_Task objective_
Continue the article on Millicom's 2020 results and its 2021 plans from its last sentence.

Millicom did its best to talk up a fairly weak full-year financial performance on Thursday, but did not attempt to conceal the difficulties it will face in its various operating markets this year.
The telco, which provides services in Latin America and one African market – Tanzania – under the Tigo brand, saw revenues and operating profit decline in the fourth quarter and 2020 as a whole, and is battening down the financial hatches for the current year.
As previously announced, the telco is making no dividend payment to shareholders for 2020 and has now decided to suspend dividends for 2021 as part of a strategy aimed at addressing the uncertainty wrought by Covid-19.
“While we are encouraged by recent trends, our plans for 2021 reflect the fact that in our markets the pandemic is hitting a second wave, unemployment remains very high, government finances are stretched, and it remains unclear when the worst of the economic impact of this health crisis will pass,” said Millicom chief executive Mauricio Ramos.
Ramos said the company will take the same “prudent” approach to 2021 as it did last year, including managing the business to deliver a minimum OCF of $1.4 billion, which should give the firm the flexibility to adjust plans as necessary throughout the year. The company said it will also prioritise capex for organic growth and net debt reduction as it works towards a long term leverage target of around 2x.
“With this in mind, we believe it is prudent not to pay a cash dividend in 2021, although we may resume share repurchases in the second half of the year,” Ramos said.

_Data under study_
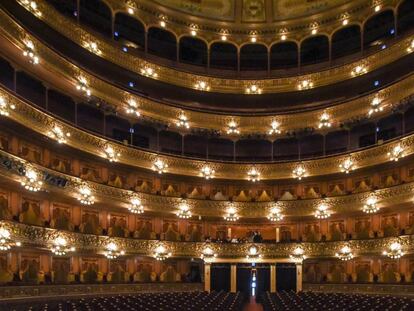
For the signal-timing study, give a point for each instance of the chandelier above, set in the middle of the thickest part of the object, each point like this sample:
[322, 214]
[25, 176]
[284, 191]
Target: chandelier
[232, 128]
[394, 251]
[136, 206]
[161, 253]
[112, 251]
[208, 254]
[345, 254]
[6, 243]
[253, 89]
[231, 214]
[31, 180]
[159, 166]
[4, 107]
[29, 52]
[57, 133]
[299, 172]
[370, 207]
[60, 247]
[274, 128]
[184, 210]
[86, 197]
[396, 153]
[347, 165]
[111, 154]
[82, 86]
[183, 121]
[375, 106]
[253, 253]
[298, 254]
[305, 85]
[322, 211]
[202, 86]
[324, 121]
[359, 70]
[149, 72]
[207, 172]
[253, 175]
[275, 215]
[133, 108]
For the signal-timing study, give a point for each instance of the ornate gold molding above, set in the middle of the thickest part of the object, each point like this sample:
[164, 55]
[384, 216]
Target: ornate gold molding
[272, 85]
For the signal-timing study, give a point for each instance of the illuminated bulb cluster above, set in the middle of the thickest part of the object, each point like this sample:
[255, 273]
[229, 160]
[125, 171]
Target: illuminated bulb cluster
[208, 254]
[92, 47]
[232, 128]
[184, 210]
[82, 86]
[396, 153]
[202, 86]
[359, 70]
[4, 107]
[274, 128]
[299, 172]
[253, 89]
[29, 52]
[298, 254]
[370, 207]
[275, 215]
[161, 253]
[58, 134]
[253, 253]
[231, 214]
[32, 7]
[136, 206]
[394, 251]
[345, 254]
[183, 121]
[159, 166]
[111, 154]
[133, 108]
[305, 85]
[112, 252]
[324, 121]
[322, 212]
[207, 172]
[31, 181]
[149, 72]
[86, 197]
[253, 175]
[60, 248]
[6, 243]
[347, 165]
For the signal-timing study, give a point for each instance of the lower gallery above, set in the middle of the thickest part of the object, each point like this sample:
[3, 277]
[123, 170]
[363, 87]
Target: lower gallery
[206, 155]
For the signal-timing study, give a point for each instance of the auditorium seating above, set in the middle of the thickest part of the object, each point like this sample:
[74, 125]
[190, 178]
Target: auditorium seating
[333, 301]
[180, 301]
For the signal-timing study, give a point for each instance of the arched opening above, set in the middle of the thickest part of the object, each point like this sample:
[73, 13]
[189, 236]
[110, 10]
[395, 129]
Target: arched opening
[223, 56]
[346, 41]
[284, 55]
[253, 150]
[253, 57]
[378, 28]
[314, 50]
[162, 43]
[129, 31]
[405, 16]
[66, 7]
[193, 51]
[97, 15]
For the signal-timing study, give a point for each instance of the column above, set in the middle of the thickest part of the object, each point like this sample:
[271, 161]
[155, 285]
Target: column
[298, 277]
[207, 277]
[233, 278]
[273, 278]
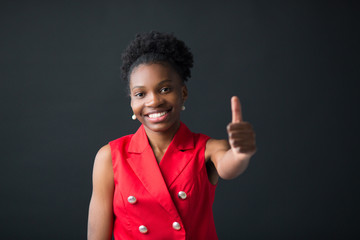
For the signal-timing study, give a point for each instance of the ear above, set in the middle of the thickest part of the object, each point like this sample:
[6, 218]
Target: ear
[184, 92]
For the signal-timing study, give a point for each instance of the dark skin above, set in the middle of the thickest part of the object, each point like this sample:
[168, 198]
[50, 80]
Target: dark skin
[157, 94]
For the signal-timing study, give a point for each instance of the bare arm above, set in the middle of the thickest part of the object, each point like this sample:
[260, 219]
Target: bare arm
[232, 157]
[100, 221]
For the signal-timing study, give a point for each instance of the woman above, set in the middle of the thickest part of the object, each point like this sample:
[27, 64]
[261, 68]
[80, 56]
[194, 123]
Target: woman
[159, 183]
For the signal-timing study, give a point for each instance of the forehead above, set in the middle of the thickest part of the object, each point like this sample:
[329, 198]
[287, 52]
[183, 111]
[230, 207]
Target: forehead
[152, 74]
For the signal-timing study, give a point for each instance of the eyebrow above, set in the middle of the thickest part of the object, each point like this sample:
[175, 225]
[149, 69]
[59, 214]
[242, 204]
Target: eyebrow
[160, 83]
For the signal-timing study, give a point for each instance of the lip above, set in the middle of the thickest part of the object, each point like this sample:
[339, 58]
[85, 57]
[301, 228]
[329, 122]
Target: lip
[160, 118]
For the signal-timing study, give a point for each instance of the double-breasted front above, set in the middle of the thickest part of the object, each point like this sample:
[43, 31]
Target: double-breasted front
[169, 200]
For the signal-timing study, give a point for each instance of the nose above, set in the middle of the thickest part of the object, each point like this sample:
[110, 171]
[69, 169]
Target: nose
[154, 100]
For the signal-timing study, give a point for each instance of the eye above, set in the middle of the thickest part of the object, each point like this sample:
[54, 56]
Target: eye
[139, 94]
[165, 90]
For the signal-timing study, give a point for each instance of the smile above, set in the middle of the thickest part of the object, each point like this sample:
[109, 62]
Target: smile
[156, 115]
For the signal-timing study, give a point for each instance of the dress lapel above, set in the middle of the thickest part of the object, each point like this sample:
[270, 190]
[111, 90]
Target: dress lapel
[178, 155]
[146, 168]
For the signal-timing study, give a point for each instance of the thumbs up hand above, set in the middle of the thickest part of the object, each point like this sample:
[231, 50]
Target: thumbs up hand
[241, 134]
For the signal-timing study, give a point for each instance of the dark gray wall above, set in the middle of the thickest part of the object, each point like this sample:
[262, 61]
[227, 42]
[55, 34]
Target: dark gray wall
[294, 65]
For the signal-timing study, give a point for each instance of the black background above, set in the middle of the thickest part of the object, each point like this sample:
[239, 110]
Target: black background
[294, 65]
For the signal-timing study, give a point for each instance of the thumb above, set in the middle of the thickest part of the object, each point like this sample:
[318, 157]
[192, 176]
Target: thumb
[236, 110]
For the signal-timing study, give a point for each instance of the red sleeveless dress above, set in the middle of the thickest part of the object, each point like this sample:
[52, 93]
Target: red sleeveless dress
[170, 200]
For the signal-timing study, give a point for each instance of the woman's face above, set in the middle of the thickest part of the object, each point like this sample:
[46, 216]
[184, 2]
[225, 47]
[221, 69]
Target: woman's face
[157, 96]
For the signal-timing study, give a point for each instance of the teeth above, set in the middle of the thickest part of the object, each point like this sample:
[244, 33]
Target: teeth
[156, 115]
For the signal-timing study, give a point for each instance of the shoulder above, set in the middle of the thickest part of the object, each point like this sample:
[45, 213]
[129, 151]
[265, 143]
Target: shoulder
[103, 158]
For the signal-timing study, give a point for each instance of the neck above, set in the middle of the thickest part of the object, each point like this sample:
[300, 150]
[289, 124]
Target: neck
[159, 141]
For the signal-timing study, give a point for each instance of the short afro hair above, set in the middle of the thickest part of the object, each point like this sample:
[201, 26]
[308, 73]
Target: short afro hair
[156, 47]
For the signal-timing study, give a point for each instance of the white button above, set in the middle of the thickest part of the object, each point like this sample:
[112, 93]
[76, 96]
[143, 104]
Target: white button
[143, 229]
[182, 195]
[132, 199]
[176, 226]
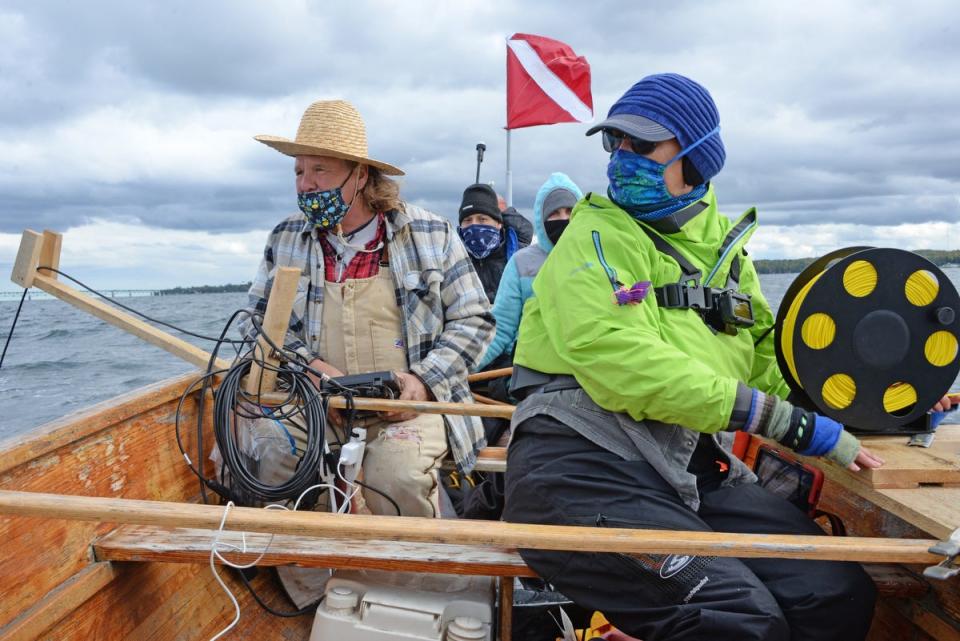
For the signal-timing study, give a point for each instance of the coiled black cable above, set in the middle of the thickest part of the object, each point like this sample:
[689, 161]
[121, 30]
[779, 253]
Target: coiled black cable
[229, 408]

_Exercise output_
Despite the gloomy socio-economic climate and the fact that Millicom’s own numbers were less-than stellar, Ramos declared himself to be “optimistic about the future for Millicom. And to be fair, the telco’s results do show some glimmers of hope.
Turnover was down 3.8% in 2020 to $4.17 billion and fell 5.4% in Q4 to $1.09 billion. Full-year operating profit slid by 22% to $446 million, while the company turned in a net loss of $385 million. However, in general the company fared better towards the end of the year than it did at the start.
“The recovery that began in June gained momentum in the fourth quarter, and the important steps we took at the onset of the crisis provided us with ample flexibility to adjust our plans as business activity recovered in the second half of the year,” Ramos said.
To illustrate its point the company shared figures for Latin America that showed service revenue declined by just 0.4% in Q4 compared with 6.8% in Q2, while EBITDA in the region grew by 1% year-on-year in Q4 versus an 8.1% decline in Q2.
Millicom really needs those trends to continue this year.